Lettres à un jeune poète, Rainer Maria Rilke (quatrième lettre, 16 juillet 1903, extraits)
"Très cher
Monsieur Kappus, j’ai laissé longtemps sans réponse une lettre de vous. Non
certes que je l’eusse oubliée ; elle est de celles qu’on relit toujours quand
on les retrouve. Je vous y ai vu de tout près. Je parle de votre lettre du 2
mai ; vous vous en souvenez certainement. La relisant aujourd’hui dans le grand
calme de ces lointains, votre beau souci de la vie m’émeut encore plus qu’à
Paris, où tout résonne autrement et se perd dans le bruit assourdissant qui
fait vibrer toutes choses. Ici, où un pays puissant m’entoure, sur lequel
traînent les vents des mers, je sens que sur ces questions et ces sentiments
qui ont dans leur tréfonds une vie propre, nul homme ne saurait vous répondre.

> Énoncé à résoudre:
Répondez aux questions suivantes sur l'extrait des Lettres à un jeune poète :
1. De quelle date est la lettre de Monsieur Kappus dont parle l'auteur ?
2. Dans quelle ville, selon l'extrait, « tout résonne autrement » ?
3. Qu'est-ce qui traîne sur le pays puissant qui entoure l'auteur ?

(Entrées de la collection)
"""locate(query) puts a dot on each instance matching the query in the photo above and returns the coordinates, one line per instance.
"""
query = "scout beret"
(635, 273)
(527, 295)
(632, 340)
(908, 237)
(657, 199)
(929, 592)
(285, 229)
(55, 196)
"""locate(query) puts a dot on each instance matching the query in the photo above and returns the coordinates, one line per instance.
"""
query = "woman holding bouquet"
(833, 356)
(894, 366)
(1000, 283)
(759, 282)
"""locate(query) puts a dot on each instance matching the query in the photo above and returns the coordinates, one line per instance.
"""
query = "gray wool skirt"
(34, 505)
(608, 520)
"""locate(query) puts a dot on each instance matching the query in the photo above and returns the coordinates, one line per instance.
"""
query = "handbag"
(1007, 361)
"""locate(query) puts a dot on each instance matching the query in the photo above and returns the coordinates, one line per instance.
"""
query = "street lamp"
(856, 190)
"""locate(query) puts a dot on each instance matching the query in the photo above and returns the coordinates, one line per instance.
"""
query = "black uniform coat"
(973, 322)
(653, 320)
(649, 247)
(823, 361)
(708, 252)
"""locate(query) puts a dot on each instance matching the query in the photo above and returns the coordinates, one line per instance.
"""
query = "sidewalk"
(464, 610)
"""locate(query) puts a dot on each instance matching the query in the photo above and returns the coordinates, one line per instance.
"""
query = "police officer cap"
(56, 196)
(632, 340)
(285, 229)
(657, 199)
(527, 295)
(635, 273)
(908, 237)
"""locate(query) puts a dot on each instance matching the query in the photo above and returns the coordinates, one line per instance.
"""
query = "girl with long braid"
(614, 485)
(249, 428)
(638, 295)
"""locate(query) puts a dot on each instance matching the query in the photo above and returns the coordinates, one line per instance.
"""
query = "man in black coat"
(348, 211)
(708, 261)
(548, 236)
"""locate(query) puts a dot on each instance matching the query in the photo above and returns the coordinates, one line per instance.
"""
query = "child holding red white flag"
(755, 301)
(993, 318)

> Réponse attendue:
1. Du 2 mai.
2. À Paris.
3. Les vents des mers.